WHAT TO PRODUCE:
Answer these from the Chi-Square Test page below:
(a) Who first used the Chi-Square Test?
(b) What are the two main variants of the test?
(c) In the test for independence, what does the null hypothesis state?
** begin SELECTION **
Chi-Square Test

How to learn the Chi-Square Test?

The Chi-Square Test was used for the first time by Karl Pearson. Chi-square is the measure of the quantum of difference between observed and expected frequencies.

The Chi-Square (χ²) test is a statistical test used to determine whether there is a significant association or relationship between categorical variables. It is particularly useful for analyzing data where variables are not numerical but fall into distinct categories or groups. The Chi-Square test comes in two main variants: the Chi-Square Test for Independence and the Chi-Square Goodness-of-Fit Test.

Chi-Square Test for Independence:

Purpose: This test is used to assess whether two categorical variables are independent of each other, meaning there is no association or relationship between them.

Hypotheses:

Null Hypothesis (H0): The two categorical variables are independent (no association).

Alternative Hypothesis (Ha): The two categorical variables are not independent (there is an association).

Test Statistic: The Chi-Square statistic is calculated from the observed and expected frequencies of the categories in a contingency table (also known as a cross-tabulation table).
** end SELECTION **
** begin MATERIAL SHOWN **
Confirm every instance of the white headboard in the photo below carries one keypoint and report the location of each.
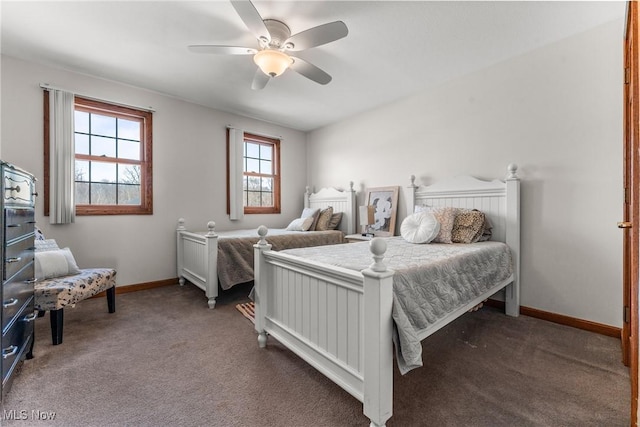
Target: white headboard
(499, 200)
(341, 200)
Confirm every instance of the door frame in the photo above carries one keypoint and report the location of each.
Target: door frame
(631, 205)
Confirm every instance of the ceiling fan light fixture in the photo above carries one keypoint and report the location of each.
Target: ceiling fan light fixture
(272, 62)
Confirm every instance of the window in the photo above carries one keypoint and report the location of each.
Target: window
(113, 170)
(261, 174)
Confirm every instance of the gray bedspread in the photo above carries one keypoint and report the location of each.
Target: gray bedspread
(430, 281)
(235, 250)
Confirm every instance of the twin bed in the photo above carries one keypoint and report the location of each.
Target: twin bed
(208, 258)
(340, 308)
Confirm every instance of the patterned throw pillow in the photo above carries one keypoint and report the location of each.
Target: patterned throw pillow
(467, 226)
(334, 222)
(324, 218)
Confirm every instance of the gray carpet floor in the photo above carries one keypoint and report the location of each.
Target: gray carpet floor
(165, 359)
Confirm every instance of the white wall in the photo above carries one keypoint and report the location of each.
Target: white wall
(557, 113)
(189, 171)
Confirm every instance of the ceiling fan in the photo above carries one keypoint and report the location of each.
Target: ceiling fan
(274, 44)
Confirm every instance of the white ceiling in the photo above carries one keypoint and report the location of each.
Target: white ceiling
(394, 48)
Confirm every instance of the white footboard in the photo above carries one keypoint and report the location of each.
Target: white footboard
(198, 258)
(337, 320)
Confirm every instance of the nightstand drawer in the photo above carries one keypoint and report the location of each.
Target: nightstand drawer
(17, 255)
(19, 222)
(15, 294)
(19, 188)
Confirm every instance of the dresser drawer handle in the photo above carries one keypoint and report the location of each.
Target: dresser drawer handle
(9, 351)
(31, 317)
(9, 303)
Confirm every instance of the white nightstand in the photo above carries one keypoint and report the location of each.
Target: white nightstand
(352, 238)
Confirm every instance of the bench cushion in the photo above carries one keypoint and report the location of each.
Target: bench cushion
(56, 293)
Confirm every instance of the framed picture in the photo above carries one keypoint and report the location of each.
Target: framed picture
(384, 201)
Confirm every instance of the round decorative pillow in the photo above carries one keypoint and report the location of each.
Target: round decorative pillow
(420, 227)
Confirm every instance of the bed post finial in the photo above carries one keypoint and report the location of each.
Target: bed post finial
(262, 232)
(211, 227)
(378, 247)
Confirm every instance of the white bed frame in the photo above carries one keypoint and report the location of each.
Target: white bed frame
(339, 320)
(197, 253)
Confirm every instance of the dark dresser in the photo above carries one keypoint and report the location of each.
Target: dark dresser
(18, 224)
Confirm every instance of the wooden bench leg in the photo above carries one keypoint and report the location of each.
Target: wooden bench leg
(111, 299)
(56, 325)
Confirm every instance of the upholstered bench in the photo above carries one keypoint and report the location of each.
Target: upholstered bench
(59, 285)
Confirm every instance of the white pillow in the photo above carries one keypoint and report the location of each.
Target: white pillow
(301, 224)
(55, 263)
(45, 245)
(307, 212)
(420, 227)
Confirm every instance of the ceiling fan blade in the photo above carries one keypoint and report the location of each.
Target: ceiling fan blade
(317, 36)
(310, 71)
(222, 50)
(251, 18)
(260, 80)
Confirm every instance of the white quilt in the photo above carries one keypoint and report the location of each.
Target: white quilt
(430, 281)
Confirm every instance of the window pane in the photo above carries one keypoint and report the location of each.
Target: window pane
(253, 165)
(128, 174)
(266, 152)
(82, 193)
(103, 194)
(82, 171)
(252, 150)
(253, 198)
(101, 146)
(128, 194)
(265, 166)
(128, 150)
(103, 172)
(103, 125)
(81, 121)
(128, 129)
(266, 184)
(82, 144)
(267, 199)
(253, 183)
** end MATERIAL SHOWN **
SOLUTION TO THIS TASK:
(a) Karl Pearson.
(b) The Chi-Square Test for Independence and the Chi-Square Goodness-of-Fit Test.
(c) The two categorical variables are independent, with no association.